[Region annotation entries]
## BEGIN
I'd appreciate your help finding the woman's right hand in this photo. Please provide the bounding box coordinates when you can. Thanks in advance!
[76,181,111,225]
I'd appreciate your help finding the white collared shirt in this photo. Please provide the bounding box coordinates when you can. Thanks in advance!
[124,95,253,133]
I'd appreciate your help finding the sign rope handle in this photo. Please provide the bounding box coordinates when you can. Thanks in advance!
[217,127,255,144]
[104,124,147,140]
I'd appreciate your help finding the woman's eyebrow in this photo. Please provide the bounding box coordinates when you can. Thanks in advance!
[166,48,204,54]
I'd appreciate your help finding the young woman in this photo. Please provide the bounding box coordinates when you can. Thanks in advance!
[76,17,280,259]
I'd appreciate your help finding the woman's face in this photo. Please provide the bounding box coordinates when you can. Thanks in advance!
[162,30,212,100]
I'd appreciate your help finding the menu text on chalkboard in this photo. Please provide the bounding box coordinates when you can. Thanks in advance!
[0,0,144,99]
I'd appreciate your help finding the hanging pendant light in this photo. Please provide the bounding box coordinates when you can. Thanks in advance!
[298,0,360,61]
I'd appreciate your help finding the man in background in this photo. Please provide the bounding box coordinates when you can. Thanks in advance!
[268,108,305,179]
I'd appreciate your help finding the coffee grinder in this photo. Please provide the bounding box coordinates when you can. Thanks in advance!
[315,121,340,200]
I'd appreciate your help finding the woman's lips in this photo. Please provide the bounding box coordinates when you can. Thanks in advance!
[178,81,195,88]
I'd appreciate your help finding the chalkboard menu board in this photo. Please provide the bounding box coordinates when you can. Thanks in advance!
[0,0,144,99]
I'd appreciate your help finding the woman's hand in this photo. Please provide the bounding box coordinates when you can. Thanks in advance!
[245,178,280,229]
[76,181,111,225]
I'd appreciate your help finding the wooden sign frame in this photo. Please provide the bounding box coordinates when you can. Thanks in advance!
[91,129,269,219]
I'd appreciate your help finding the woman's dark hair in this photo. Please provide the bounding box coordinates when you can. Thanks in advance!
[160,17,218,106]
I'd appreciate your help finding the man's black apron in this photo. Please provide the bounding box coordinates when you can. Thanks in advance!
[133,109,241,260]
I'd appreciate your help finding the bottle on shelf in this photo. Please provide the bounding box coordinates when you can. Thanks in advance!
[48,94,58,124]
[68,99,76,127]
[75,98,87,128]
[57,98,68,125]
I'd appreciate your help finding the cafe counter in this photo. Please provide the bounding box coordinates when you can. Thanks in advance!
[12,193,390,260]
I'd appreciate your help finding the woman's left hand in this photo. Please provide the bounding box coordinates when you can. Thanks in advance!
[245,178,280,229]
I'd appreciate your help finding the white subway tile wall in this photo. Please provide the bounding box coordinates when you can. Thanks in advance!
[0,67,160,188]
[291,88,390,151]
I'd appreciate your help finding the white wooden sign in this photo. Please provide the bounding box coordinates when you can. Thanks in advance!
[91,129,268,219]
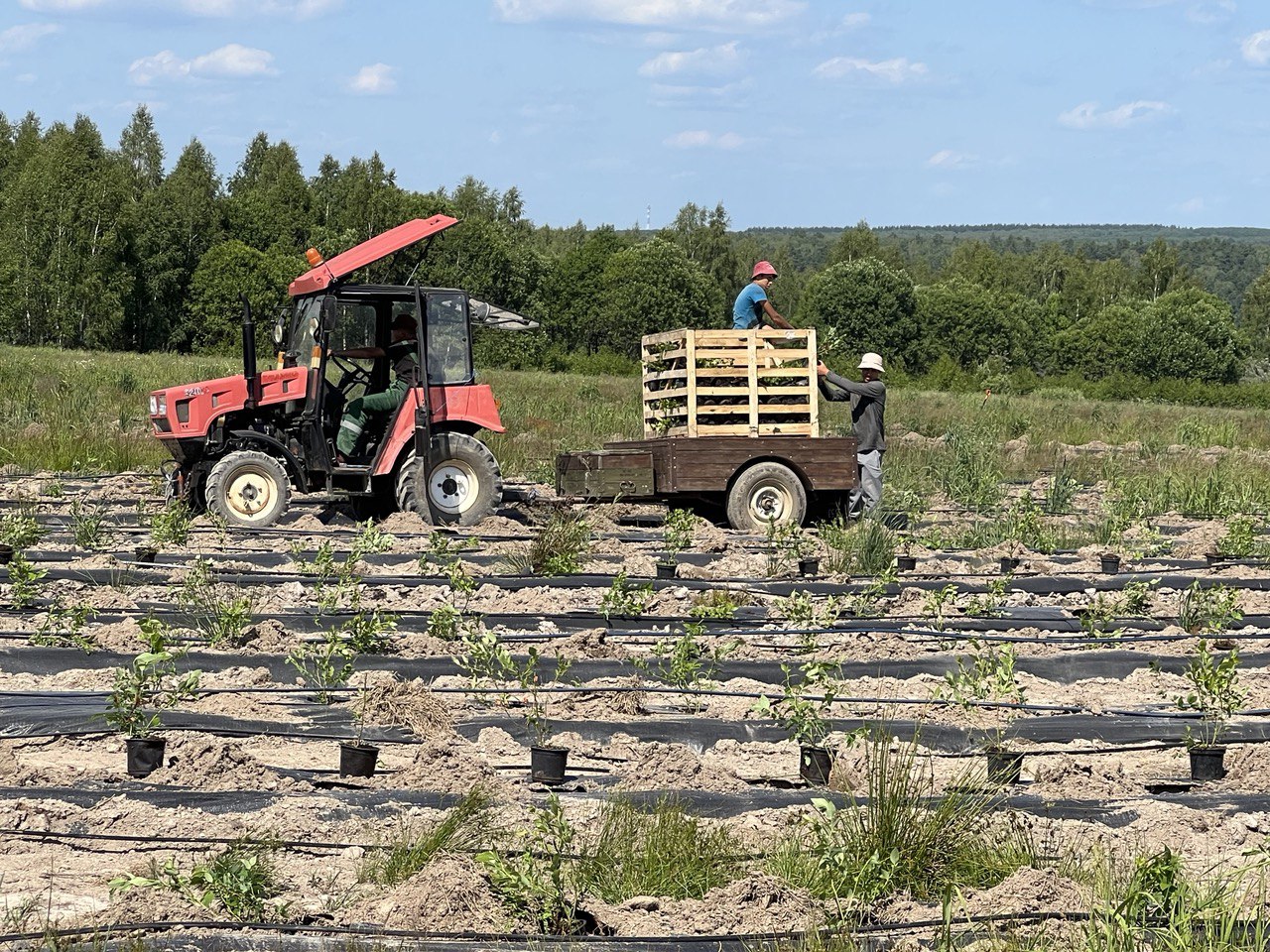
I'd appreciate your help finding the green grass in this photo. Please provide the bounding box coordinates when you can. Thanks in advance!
[0,346,1270,525]
[768,730,1034,914]
[579,797,743,902]
[358,789,494,886]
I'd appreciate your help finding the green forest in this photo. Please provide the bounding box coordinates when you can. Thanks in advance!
[0,107,1270,407]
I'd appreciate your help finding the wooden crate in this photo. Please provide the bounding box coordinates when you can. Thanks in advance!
[640,327,821,436]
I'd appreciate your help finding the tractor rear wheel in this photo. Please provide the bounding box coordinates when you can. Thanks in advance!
[396,432,503,526]
[203,449,291,530]
[727,462,807,532]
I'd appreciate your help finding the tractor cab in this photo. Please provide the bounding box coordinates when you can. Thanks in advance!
[150,214,537,527]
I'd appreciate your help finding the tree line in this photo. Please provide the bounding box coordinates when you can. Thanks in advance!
[0,105,1270,396]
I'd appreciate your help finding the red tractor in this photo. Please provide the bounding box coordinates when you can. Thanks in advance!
[150,214,525,528]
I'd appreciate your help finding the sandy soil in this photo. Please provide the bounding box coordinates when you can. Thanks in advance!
[0,479,1270,938]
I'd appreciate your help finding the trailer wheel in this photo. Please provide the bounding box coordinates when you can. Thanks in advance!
[396,432,503,526]
[727,462,807,532]
[203,449,291,530]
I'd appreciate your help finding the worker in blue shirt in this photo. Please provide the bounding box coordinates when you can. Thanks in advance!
[731,262,793,330]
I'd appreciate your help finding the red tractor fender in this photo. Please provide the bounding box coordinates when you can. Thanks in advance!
[372,384,505,476]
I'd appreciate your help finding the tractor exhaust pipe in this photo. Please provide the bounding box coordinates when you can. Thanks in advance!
[239,295,260,410]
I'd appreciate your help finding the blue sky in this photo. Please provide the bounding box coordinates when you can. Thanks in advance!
[0,0,1270,228]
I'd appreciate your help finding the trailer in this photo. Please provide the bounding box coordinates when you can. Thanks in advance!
[557,330,860,532]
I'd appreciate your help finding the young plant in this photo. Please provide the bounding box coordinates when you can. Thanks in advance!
[110,838,287,921]
[662,509,701,562]
[965,577,1006,618]
[177,557,255,648]
[71,496,109,548]
[634,622,739,711]
[767,520,817,579]
[1175,639,1247,747]
[31,598,96,654]
[750,661,839,747]
[104,618,199,738]
[922,585,957,631]
[287,631,357,704]
[935,640,1026,749]
[513,647,572,747]
[0,503,45,552]
[137,499,194,548]
[476,793,585,935]
[9,552,49,608]
[599,571,653,621]
[1178,580,1243,635]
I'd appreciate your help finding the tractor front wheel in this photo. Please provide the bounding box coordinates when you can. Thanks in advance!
[396,432,503,526]
[203,449,291,530]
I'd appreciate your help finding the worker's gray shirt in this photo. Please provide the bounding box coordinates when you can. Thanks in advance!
[821,371,886,453]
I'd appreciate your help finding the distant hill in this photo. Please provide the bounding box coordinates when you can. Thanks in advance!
[738,225,1270,308]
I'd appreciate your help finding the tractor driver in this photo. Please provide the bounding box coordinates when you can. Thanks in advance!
[335,313,419,462]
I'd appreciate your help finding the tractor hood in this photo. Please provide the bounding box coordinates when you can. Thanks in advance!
[287,214,458,298]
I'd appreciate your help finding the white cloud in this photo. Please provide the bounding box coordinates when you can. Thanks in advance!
[639,41,740,76]
[128,44,277,86]
[926,149,979,169]
[182,0,344,20]
[1058,99,1172,130]
[0,23,59,54]
[814,56,926,82]
[1187,0,1235,27]
[494,0,807,29]
[348,62,396,96]
[22,0,105,13]
[664,130,745,149]
[1239,29,1270,66]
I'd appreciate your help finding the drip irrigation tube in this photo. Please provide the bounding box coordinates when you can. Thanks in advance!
[10,645,1270,697]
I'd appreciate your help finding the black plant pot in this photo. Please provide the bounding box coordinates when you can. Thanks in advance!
[339,742,380,776]
[530,744,569,783]
[124,738,168,776]
[798,744,833,787]
[1190,745,1225,783]
[987,750,1024,787]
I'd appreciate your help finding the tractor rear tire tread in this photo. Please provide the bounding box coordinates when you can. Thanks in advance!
[396,432,503,526]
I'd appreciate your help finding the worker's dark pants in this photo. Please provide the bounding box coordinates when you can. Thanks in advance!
[335,381,409,456]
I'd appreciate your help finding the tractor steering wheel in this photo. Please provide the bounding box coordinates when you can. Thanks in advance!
[330,353,371,394]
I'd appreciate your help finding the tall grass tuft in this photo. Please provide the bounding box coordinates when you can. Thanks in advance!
[938,422,1004,512]
[579,797,742,902]
[821,516,895,575]
[507,509,590,575]
[358,788,494,886]
[768,731,1034,911]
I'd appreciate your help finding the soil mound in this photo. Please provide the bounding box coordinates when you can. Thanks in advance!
[344,854,520,932]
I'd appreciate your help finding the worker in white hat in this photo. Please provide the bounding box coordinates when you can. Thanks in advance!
[816,352,886,516]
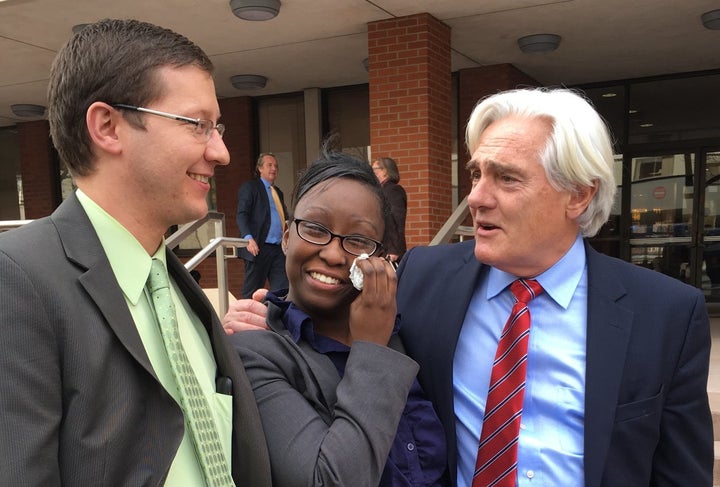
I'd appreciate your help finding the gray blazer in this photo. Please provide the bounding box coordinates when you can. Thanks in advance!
[230,303,418,487]
[0,195,271,486]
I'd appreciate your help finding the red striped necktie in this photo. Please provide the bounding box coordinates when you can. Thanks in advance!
[472,279,543,487]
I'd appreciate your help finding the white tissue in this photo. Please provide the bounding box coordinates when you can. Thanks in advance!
[350,254,370,291]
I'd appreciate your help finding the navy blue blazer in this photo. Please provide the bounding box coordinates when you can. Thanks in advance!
[397,240,713,487]
[237,178,289,260]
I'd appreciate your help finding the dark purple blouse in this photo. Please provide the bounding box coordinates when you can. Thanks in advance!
[267,293,447,487]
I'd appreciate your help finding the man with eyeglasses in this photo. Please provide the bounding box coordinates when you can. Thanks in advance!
[237,152,288,298]
[0,20,271,486]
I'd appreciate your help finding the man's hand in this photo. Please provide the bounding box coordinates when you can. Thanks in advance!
[222,289,268,335]
[247,238,265,258]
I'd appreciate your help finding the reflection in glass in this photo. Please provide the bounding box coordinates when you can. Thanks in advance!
[700,152,720,301]
[630,153,695,282]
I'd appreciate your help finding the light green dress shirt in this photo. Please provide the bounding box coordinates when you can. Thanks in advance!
[77,189,232,487]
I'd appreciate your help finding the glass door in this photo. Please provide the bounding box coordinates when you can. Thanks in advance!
[630,152,696,283]
[695,149,720,302]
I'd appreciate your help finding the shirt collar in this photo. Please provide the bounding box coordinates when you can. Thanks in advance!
[76,189,167,305]
[486,234,585,308]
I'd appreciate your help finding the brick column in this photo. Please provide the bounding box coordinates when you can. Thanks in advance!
[368,13,452,247]
[17,120,60,220]
[458,64,540,199]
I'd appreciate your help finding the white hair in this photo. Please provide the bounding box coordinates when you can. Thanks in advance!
[465,88,616,237]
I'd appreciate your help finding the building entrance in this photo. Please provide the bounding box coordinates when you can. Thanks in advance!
[628,148,720,302]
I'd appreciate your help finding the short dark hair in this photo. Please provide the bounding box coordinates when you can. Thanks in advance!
[292,144,390,219]
[48,19,213,176]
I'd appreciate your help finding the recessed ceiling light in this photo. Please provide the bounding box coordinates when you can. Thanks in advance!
[700,10,720,30]
[518,34,561,53]
[230,74,267,90]
[230,0,280,20]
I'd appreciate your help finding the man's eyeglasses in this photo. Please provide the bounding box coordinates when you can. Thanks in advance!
[293,218,382,255]
[113,103,225,141]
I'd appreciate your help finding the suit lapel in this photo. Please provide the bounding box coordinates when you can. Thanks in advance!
[51,194,157,379]
[584,243,633,487]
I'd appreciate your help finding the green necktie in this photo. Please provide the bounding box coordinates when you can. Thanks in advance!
[147,259,235,487]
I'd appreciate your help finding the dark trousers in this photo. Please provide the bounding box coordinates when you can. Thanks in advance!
[242,243,288,298]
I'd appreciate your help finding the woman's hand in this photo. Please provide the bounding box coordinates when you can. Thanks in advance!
[350,257,397,346]
[222,289,268,335]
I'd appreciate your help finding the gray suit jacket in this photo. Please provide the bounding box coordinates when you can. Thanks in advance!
[398,240,713,487]
[0,195,271,486]
[230,303,418,487]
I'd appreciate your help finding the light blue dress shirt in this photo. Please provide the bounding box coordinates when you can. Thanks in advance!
[243,178,282,245]
[260,178,282,244]
[453,236,587,487]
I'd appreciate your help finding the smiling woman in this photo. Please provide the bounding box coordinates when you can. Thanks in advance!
[230,152,447,487]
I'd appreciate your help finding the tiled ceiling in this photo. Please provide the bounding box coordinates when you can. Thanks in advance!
[0,0,720,126]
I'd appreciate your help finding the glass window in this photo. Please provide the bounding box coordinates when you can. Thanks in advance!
[325,85,371,161]
[0,127,25,220]
[628,75,720,144]
[630,152,695,280]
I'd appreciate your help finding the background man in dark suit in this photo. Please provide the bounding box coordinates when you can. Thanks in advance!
[398,89,713,487]
[223,89,713,487]
[0,20,271,486]
[237,153,288,298]
[372,157,407,262]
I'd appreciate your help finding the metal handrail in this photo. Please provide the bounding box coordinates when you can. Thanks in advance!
[165,211,250,315]
[430,196,473,245]
[0,220,32,232]
[185,237,250,318]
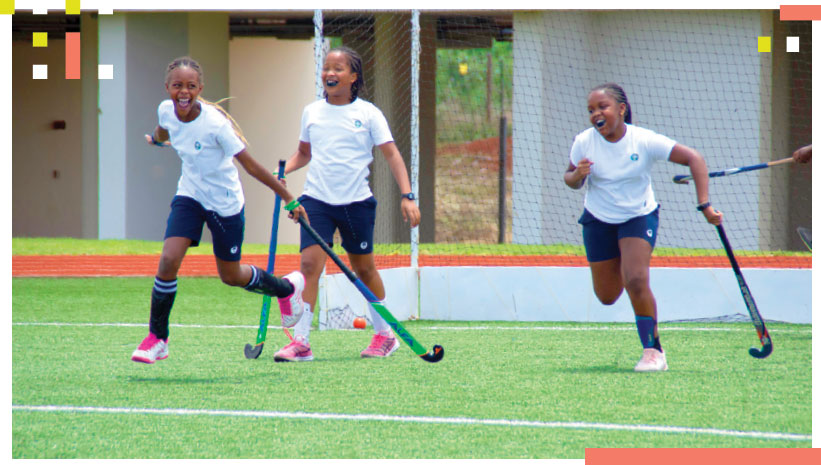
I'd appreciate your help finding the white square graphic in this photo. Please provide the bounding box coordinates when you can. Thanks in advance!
[787,37,798,53]
[31,65,48,79]
[97,65,114,79]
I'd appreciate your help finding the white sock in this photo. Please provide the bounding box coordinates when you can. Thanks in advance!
[368,300,391,333]
[294,302,314,344]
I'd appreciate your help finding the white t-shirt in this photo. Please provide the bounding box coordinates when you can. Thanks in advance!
[157,100,245,216]
[299,98,393,205]
[570,124,676,224]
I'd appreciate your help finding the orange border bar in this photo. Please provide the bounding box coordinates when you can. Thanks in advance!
[66,32,80,79]
[584,448,821,465]
[780,5,821,21]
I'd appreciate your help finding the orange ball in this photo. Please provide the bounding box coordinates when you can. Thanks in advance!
[353,316,368,329]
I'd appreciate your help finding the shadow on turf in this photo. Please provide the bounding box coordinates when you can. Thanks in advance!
[122,373,284,384]
[556,365,633,374]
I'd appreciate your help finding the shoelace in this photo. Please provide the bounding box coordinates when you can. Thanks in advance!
[138,337,159,350]
[368,334,388,349]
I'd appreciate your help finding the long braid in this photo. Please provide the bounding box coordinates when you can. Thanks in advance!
[165,56,248,147]
[593,82,633,124]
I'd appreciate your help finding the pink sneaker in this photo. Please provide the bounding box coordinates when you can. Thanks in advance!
[634,348,667,372]
[360,332,399,358]
[274,337,314,362]
[277,271,305,328]
[131,333,168,363]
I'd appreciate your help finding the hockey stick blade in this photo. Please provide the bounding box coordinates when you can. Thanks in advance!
[245,342,265,359]
[299,216,445,363]
[716,224,773,358]
[750,336,773,358]
[420,344,445,363]
[245,160,290,359]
## END
__Set exercise__:
Everything from the line containing "I'd appreciate your help finding the pink" to the end of the data above should be quoted exactly, please, both ends included, and nothing outside that span.

__Result of the exercise__:
I'd appreciate your help finding the pink sneaker in this photo. Please provide the bounding box coordinates when you can. Thanks in advance!
[634,348,667,372]
[360,332,399,358]
[274,337,314,362]
[277,271,305,328]
[131,333,168,363]
I'd appreciate your help finding the hockey stick blade in this photo. Please provide the bounding box coordinates when you can. Thanks in advance!
[245,342,265,359]
[299,216,445,363]
[716,224,773,358]
[750,336,773,358]
[420,344,445,363]
[245,160,290,359]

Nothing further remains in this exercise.